─── Available data
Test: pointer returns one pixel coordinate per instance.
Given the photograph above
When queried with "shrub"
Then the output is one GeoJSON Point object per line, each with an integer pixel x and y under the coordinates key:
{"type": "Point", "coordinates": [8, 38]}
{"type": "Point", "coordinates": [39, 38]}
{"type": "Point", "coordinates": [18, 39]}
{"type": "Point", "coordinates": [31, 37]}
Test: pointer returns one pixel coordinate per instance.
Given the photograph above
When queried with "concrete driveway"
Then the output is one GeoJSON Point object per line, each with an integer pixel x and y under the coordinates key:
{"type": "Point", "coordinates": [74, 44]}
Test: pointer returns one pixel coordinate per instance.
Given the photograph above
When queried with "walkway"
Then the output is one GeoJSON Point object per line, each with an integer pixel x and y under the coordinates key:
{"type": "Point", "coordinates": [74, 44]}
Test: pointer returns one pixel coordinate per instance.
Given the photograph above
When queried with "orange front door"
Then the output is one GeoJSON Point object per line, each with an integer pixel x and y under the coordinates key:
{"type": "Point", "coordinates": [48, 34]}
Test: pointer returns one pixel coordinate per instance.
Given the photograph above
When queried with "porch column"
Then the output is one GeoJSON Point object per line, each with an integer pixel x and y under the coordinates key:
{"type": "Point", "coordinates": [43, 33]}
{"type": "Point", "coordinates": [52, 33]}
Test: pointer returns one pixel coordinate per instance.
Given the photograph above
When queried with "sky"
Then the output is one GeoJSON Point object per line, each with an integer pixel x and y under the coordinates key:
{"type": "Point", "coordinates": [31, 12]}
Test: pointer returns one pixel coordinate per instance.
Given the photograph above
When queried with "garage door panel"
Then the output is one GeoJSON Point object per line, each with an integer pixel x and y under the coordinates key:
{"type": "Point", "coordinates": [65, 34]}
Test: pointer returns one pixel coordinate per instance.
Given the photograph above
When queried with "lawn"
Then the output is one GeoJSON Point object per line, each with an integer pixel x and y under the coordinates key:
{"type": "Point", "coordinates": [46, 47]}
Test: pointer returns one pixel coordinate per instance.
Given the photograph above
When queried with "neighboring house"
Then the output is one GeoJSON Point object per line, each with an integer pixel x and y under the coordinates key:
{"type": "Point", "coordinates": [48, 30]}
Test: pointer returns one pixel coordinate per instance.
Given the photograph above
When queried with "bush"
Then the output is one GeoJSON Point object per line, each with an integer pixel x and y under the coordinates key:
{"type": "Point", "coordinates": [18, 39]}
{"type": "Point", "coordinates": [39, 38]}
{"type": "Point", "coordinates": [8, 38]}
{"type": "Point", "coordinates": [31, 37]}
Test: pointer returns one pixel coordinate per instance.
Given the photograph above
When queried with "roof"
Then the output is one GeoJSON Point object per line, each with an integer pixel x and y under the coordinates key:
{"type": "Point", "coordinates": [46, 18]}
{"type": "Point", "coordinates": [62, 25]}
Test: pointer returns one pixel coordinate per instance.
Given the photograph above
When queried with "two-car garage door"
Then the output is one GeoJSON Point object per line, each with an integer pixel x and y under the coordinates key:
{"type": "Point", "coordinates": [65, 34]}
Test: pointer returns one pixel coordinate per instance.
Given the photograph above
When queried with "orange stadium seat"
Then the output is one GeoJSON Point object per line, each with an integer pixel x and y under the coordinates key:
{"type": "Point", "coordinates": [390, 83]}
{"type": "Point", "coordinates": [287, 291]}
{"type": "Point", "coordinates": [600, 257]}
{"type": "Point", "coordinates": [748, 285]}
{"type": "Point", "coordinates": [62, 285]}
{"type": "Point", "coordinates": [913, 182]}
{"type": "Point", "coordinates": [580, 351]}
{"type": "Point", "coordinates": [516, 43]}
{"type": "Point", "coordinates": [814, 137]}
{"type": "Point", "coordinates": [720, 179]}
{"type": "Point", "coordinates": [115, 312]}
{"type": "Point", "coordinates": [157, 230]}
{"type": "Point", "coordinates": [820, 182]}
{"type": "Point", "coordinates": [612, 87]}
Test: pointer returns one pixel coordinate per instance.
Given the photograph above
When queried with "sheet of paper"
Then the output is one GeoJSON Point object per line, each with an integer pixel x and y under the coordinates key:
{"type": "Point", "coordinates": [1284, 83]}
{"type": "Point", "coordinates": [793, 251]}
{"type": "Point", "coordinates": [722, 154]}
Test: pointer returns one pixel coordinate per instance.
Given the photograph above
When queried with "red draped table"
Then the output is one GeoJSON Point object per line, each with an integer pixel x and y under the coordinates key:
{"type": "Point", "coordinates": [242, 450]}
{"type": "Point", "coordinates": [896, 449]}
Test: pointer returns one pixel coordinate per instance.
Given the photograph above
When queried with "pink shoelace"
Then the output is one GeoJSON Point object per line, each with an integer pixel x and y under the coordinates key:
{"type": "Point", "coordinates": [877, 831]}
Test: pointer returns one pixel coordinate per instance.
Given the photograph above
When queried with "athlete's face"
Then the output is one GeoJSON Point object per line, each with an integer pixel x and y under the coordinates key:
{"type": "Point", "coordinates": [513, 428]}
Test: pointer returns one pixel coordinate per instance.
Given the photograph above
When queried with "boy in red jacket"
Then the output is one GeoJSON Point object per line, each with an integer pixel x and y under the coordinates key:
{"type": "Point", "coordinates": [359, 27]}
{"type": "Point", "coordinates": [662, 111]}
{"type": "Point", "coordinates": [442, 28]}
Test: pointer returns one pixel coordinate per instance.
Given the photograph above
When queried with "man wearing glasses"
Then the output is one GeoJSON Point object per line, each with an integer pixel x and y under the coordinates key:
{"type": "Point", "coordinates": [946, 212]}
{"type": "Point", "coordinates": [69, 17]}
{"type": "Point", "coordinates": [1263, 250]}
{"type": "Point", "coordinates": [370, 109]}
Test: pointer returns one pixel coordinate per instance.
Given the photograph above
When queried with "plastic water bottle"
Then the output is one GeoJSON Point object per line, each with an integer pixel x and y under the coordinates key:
──────
Aim :: Pull out each line of the records that contains the string "garage", copying the lines unchanged.

Task response ::
When queried with "garage door panel"
When queried with "two-car garage door"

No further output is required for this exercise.